## [WORK INSTRUCTIONS]
Quote verbatim the lines below, from the line containing "Draw the outline of every instance of the dark" through the line containing "Please outline every instance of the dark", both included.

## [DATA EXCERPTS]
+---+
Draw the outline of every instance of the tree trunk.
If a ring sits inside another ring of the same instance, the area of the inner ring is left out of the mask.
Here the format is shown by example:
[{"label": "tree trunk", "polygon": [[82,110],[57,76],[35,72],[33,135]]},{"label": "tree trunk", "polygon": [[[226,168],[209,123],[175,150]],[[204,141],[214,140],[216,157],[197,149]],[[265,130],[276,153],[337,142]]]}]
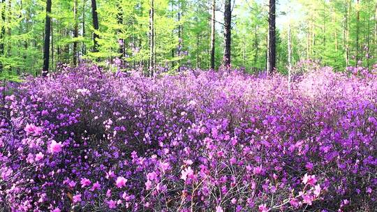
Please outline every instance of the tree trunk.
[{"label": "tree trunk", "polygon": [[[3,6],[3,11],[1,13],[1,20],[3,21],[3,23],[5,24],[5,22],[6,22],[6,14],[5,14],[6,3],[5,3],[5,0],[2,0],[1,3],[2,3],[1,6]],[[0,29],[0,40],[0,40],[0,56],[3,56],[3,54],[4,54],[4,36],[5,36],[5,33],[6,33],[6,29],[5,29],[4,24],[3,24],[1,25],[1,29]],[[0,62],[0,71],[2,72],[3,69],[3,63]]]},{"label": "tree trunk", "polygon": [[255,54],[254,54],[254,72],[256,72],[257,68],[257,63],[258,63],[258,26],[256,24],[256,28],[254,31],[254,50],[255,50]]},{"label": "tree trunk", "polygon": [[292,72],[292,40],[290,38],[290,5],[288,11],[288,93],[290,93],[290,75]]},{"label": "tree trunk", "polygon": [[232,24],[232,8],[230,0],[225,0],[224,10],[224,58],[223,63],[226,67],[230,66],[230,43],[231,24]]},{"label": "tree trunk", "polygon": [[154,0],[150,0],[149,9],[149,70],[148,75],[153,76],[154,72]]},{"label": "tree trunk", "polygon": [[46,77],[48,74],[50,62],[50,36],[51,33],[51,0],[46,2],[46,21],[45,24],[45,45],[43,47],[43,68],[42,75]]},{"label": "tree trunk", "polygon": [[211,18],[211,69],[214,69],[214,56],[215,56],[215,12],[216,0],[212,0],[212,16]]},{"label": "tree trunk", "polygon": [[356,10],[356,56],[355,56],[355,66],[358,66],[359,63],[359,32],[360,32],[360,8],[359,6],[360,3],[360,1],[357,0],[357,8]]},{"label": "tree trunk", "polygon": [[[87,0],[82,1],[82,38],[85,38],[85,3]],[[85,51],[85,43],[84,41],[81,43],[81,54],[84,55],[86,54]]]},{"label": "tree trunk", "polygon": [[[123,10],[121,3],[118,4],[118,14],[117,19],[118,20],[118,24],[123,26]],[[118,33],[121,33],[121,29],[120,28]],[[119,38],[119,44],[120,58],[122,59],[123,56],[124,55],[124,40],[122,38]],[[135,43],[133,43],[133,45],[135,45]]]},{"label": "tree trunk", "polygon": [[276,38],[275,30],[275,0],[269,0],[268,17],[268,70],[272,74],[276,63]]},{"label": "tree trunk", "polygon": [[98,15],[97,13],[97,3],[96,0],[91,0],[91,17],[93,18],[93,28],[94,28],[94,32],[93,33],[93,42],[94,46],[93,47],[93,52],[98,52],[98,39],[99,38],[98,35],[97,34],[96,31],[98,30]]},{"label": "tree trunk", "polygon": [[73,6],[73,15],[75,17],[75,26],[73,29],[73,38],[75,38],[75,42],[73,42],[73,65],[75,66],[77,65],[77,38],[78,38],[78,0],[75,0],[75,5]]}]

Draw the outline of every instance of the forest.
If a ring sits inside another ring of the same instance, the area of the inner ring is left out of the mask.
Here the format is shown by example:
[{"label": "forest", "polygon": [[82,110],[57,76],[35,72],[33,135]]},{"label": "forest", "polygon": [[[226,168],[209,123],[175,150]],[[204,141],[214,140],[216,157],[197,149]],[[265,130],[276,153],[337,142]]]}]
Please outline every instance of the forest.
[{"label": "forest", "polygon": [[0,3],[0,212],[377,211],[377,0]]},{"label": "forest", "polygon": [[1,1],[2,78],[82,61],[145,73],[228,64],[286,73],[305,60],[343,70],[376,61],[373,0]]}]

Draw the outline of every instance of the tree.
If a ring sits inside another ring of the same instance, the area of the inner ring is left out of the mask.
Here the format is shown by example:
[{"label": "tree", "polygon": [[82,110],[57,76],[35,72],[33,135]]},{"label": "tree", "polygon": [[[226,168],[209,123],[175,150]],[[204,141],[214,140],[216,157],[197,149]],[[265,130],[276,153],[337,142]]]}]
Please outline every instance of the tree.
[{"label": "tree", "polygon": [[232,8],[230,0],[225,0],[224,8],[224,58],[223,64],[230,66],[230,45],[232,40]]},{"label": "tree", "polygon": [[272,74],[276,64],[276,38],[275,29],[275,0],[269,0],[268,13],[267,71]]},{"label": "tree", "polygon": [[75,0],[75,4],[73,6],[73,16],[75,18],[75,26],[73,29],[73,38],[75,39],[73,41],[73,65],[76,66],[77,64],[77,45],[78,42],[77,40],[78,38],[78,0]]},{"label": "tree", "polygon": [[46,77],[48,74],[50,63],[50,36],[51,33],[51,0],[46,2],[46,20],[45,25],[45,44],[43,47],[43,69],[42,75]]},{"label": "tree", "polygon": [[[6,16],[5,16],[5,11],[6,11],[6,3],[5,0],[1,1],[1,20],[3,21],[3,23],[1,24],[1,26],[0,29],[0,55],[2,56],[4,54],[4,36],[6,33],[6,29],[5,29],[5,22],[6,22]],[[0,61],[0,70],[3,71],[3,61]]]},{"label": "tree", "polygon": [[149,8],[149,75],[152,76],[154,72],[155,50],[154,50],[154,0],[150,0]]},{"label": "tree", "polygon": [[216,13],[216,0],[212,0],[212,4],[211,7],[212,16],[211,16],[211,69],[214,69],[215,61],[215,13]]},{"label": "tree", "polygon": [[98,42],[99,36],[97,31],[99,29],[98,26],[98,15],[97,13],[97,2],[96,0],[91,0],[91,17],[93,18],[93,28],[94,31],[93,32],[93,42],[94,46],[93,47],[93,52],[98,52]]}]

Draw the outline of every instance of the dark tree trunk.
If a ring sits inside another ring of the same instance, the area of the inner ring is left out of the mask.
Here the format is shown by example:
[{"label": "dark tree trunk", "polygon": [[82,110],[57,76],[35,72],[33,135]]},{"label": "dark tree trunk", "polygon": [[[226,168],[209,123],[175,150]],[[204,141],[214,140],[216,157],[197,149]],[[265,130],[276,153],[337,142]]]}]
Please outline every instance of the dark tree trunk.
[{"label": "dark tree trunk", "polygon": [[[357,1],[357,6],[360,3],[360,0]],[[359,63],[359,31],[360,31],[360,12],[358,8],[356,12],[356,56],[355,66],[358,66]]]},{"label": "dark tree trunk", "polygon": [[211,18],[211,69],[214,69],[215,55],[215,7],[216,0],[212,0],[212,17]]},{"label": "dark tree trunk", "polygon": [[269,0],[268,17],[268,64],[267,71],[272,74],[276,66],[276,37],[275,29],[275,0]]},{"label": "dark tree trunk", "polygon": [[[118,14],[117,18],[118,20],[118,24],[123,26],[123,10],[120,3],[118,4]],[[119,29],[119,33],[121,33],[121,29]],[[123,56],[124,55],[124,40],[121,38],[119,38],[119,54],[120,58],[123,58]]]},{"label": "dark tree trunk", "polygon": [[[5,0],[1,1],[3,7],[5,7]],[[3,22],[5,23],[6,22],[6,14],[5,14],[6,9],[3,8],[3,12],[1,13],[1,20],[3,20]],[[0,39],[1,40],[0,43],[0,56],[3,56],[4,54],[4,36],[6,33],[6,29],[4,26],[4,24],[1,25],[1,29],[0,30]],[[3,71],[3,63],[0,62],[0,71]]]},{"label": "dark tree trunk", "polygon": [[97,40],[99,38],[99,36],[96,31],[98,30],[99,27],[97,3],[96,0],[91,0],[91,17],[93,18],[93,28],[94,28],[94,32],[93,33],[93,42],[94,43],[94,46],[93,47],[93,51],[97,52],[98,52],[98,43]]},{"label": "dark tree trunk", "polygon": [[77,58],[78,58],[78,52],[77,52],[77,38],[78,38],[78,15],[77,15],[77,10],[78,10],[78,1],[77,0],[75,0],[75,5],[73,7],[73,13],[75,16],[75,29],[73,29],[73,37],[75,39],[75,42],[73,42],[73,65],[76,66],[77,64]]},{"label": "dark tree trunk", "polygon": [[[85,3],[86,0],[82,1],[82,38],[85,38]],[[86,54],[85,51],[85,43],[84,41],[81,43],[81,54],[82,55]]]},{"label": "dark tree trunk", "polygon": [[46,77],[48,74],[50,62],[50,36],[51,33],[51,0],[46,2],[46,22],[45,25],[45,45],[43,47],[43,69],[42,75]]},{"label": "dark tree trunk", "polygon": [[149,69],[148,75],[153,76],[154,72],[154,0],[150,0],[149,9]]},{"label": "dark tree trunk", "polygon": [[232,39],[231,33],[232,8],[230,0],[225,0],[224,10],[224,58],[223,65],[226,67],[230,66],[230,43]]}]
+---+
## [SOLUTION FOR THIS PROBLEM]
Draw the outline of every instance of the dark tree trunk.
If a ring sits inside another ring of the same instance, the area of the inner ring is left out of the mask.
Here the format is shown by example:
[{"label": "dark tree trunk", "polygon": [[82,110],[57,76],[35,72],[33,135]]},{"label": "dark tree trunk", "polygon": [[[226,168],[209,123],[175,150]],[[204,141],[214,140],[216,157],[197,149]],[[265,130],[276,153],[337,142]]]}]
Please outline every instance of the dark tree trunk.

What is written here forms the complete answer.